**** Dataset excerpts

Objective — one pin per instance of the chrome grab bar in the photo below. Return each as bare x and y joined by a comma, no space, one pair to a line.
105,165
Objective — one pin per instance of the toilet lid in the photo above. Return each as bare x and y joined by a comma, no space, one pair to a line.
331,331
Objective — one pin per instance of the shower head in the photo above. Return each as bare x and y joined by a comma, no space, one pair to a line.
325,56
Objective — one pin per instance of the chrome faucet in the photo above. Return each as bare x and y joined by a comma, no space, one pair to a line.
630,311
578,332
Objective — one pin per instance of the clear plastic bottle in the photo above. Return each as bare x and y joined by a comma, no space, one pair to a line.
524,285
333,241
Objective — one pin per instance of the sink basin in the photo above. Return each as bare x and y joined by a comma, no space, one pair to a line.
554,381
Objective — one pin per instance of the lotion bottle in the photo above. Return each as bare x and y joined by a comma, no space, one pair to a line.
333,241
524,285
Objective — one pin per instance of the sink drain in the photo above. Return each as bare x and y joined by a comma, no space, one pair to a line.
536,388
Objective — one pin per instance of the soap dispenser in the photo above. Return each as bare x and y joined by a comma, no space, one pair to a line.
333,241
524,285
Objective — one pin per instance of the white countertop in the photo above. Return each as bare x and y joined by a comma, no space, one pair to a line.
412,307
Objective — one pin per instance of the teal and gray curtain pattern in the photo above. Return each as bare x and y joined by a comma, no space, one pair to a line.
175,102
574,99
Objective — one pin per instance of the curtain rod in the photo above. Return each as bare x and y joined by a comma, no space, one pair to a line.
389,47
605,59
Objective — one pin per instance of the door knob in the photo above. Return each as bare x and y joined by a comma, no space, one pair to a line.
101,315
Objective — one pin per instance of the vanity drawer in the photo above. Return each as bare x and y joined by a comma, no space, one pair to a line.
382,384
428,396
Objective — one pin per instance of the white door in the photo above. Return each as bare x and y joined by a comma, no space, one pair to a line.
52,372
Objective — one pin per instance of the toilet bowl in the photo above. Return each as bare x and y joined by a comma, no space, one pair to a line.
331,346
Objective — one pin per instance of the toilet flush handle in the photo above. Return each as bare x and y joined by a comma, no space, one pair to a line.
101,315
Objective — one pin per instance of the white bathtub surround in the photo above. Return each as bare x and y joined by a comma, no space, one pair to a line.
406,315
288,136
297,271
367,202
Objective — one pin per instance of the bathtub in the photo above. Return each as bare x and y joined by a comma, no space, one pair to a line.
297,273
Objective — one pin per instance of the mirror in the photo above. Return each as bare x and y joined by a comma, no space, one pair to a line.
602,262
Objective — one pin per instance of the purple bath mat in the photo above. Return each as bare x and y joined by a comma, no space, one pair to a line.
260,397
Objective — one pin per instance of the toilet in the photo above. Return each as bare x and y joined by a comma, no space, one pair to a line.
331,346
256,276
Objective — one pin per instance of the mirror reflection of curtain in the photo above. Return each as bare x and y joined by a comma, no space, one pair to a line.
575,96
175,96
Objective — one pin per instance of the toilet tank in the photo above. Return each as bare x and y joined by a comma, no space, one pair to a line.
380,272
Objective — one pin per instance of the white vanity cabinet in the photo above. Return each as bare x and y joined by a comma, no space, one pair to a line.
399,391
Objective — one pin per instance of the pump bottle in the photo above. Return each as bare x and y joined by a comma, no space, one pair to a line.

********

*Written problem:*
Reproduce all of the data above word for word, keeping every line in its original order.

*Exercise solution:*
Objective — one pin per instance of the chrome grab bar in the photo below. Return each as bare x and y joined by a comma, no space, one pair to a line.
105,165
Objective — one pin per instance of the toilet lid in the photo above. Return each as bare x and y joined by a comma, no space, one pair to a line.
331,331
Objective — one pin per instance of the shower head in the photo above. Return each as bare x and y joined by a comma, no space, one pair to a line.
325,56
Objective — one pin per instance of the chrome faucet in the photo above. Return each as bare x and y joined by a comma, no space, one pair to a line.
630,311
578,332
Objective — one pin per instance of the clear plastic bottle in the photo above. Return each as bare x and y joined by a comma, no space, one pair to a line.
524,285
333,241
Objective — one pin per instance of the sink basin in the photo above. Return each as bare x and y joined by a comma, no space, one pair to a line.
554,381
Objective — one pin per instance of the lotion bottle in the photo above. Return each as bare x and y joined by a comma, no space, one pair to a line.
333,241
524,285
Objective — one pin per instance of the sink drain in the photo above. Return each as bare x and y joined by a comma, no space, one pair to a line.
536,388
Objective — one pin per instance of the soap dispenser in the photo above. Return each as bare x and y joined by a comma, no space, one pair to a line.
333,241
524,285
Objective — one pin per instance of the white countertop in the photo above. Return each as bare x and y joined by a comma, no space, one pair to a line.
412,307
Objective — one pin per instance of the teal and gray curtain pattern in the photo above. Return each as bare x and y joined by a comma, no space, one pair to a line.
175,102
574,99
Objective — one pin per instance of the curtain rod in the photo above. Return each as bare x and y joined by a comma, no space, one pair to a line.
389,47
605,59
Objective — one pin per instance of the door knob in the photo above. Return each as bare x and y joined by a comma, no space, one pair to a line.
101,315
Objective — one pin per instance of the vanity drawer in the photo above. Return each as bare x and y joined by a comma, no space, one pair to a line.
382,384
428,396
Objective — one pin per instance of the white door in the photo above. Return each as bare x and y joined by a comma, no space, one pair to a line.
52,372
Objective — one pin per instance of the toilet bowl in the photo above. Return each as bare x and y joined by a comma, no space, one pair to a line.
331,346
Objective — one pin per instance of the toilet flush handle in the photo above. Return each as bare x and y joined by a comma, no space, one pair to a line.
101,315
Objective — one pin per instance of the white bathtub surround in the photo above. Return each as bare x and y joined by a comma, no space, one pair to a line.
406,315
288,136
297,271
367,202
Objective — one pin per instance of the bathtub in the photo above. Return each as bare x and y joined by a comma, no space, one pair to a line.
297,273
Objective — one pin per instance of the mirror in the photo above. Return each as bare x and y joined by a comma, no space, one pair to a line.
602,262
Objective — one pin per instance of the purple bath mat in the photo above. Return each as bare x and y joined by a comma, no space, one pair to a line.
260,397
Objective — one pin per instance of the toilet in the photo above. Return each as bare x and y joined by a comma, no space, one pair to a line.
331,346
256,276
Objective — one pin per instance of the mirror reflection of curtain in the photo above. Return each as bare x and y joined by a comma, no space, one pair to a line.
575,96
175,96
Objective — one pin per instance of the toilet tank in the photo above. Return each as bare x and y joined by a comma, no space, one pair to a line.
380,272
Objective — one pin per instance of the white vanity cabinet in the photo above. Return each as bare x and y joined by a comma, no space, one pair to a line.
399,391
Objective — one pin per instance of the pump bottle in the photo above. Return each as bare x and y joined by a comma, no space, one pair to a line.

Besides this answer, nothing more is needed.